• Suas instruções:
Retome, por favor, o trecho sobre arte e psicanálise, escrevendo a continuação logo após a última frase apresentada.
--- Trecho fornecido ---
Na mesma linha de raciocínio, poderíamos pensar ser justamente este um dos processos que está em jogo desde as pinturas rupestres até as instalações artísticas mais contemporâneas: a tentativa de transformação das emoções e do sofrimento psíquico em um processo simbólico que pode ser usado em uma experiência estética capaz de ser compartilhada. Por outro lado, nós, que não temos essa capacidade artística, podemos nos transformar através da arte produzida pelos artistas.

Em minha maneira de pensar, nosso trabalho como psicanalistas nos aproxima dos artistas. Cabe ao psicanalista dar forma à dor que o paciente não consegue simbolizar psiquicamente. A dupla analista/paciente transforma o que é traumático em algo que pode ser pensado e compartilhado. Ambos, artistas e analistas, transformam as experiências brutas em outras simbólicas. No caso do analista, esse processo ocorre em um campo especial, peculiar, criado pelo paciente e por ele.

O confinamento social imposto pela pandemia do coronavírus, aliado à ameaça de doença e morte, foi extremamente traumático para toda a população mundial, uma dor a ser enfrentada pela arte. José Eduardo Agualusa, escritor português, ao ouvir Yamandu Costa, violonista gaúcho, afirmou:

“Que se não for através da música, da literatura, do cinema, das artes plásticas, nunca conseguiremos sair do confinamento espiritual que o isolamento físico tende a impor. A música abre portas que nem sabíamos que estavam lá. A arte nos ensinará a romper com esse inverno perpétuo, e a avançar para o futuro inevitável. Qualquer que ele seja, iluminando e inventando caminhos. Reaprenderemos a beijar-nos através da arte – ou nunca mais nos beijaremos”. (Agualusa apud Fraize-Pereira, 2021).

Penso que, na psicanálise contemporânea e na arte contemporânea, estamos sempre buscando aquilo que escapa à razão, que foge do pensamento racional, que está além da linguagem. Tentamos alcançar esse algo que sempre escapa porque é inapreensível, ao qual só é possível aproximar-se, rodear, aludir, adivinhar, sonhar e sentir.
--- Linhas fornecidas ---
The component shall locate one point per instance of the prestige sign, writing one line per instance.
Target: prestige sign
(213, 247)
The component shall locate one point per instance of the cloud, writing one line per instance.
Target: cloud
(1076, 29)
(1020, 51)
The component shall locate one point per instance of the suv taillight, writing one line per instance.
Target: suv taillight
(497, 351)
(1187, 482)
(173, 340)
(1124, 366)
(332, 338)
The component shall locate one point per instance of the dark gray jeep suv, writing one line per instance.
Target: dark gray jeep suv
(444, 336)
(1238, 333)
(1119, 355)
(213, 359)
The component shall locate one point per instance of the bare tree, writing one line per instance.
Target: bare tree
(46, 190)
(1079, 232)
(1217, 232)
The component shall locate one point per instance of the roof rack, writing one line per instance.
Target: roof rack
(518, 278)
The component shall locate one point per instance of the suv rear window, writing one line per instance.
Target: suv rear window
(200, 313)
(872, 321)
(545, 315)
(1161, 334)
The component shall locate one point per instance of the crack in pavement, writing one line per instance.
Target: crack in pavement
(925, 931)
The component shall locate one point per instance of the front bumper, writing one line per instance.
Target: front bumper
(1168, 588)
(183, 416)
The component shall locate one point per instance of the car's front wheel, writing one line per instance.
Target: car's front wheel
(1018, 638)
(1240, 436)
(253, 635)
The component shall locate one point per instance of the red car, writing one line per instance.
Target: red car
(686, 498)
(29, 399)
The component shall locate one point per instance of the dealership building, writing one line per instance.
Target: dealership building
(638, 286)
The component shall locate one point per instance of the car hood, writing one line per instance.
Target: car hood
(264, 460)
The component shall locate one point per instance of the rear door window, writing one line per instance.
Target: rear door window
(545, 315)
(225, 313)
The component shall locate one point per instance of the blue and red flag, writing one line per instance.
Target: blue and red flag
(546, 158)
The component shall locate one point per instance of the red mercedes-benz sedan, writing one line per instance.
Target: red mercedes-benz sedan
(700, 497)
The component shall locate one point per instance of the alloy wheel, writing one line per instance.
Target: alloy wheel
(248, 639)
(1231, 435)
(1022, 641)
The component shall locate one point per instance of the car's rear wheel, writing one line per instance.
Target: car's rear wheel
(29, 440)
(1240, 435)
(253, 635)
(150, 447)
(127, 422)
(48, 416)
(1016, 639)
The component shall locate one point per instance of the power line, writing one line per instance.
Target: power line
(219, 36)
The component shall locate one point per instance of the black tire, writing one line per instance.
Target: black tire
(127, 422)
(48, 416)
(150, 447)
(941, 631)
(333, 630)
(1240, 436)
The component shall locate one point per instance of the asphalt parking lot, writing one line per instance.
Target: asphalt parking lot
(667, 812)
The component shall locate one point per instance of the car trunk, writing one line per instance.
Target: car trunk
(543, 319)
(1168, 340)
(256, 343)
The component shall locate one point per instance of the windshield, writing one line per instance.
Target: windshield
---
--- Linhas fornecidas ---
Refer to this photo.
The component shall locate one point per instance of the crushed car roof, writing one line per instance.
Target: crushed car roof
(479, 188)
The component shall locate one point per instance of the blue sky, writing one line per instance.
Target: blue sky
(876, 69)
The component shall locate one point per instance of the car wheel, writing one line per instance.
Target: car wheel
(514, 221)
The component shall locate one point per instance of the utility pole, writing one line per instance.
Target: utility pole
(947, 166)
---
--- Linhas fornecidas ---
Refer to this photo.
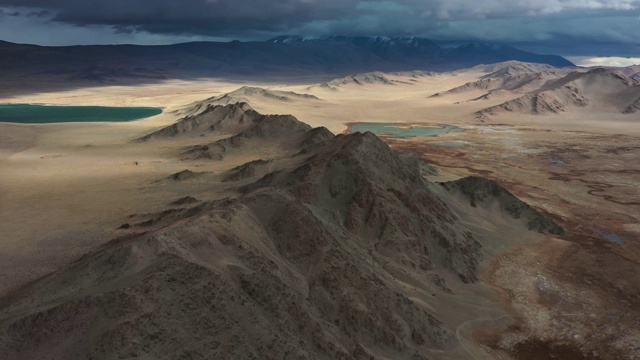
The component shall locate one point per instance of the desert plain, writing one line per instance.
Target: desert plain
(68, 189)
---
• Resultado abaixo:
Alice Ruiz, através de sua poesia, fala-nos a respeito dessa insuficiência das palavras:

Tem palavra que não é de dizer

nem por bem nem por mal

tem palavra que não se conta

nem pra um animal

tem palavra louca pra ser dita,

feia, bonita e não se fala

tem palavra pra quem não diz,

pra quem não cala,

pra quem tem palavra

tem palavra que a gente tem

e na hora H falta.

A psicanálise contemporânea tem procurado trabalhar com as situações em que a palavra falta, ou seja, as situações traumáticas, tratando-as nos limites da representação, e isso significa falar do vazio, do nada, falar do que se esconde no fundo do abismo, do lado obscuro da experiência humana. Para tanto, está sendo necessário mudar a “cura pela fala” da psicanálise clássica para uma psicanálise da experiência emocional vivida nas sessões (Civitarese, 2022). Tenho a impressão de que, com a arte contemporânea, está ocorrendo um processo semelhante, pois esta privilegia o impacto da obra, a vivência pessoal de cada espectador, mais do que a transmissão de uma mensagem ou significado pré-existentes.

Referências

Bion, W. R. (1962). Learning from experience. London: W. Heinemann.

Civitarese, G. (2022). A identidade do terrível e da felicidade sublime, sublimaçao e uníssono na arte e na psicanálise. Revista de Psicanálise da SPPA, v.XXIX, 1:47-73, 2022.

Frayze-Pereira, J. (2006). Arte e dor. São Paulo: Ateliê.

Frayze-Pereira, J. (2021). No princípio é a dor. Entre arte e psicanálise: experiência estética e esperança. Revista de Psicanálise da SPPA, v. XXVIII, 3:611-624, 2022.

Freud, S. (1900). A interpretação dos sonhos. In S. Freud, Edição standard brasileira das obras psicológicas completas de Sigmund Freud (Vol. 4). Rio de Janeiro: Imago, 1976.

Freud, S. (1926). Inibições, sintomas e angústias. In S. Freud, Edição standard brasileira das obras psicológicas completas de Sigmund Freud (Vol. 20, pp. 93-180). Rio de Janeiro: Imago, 1976.

Meltzer, D. (1984). La aprehensión de la beleza: el rol del conflito estético en el desarrollo, la violência y el arte. Buenos Aires: Spatia, 1990.

Ruiz, A. Tem Palavra. Site oficial da autora.

1Membro Efetivo e Analista Didata da Sociedade Psicanalítica de Porto Alegre – SPPA.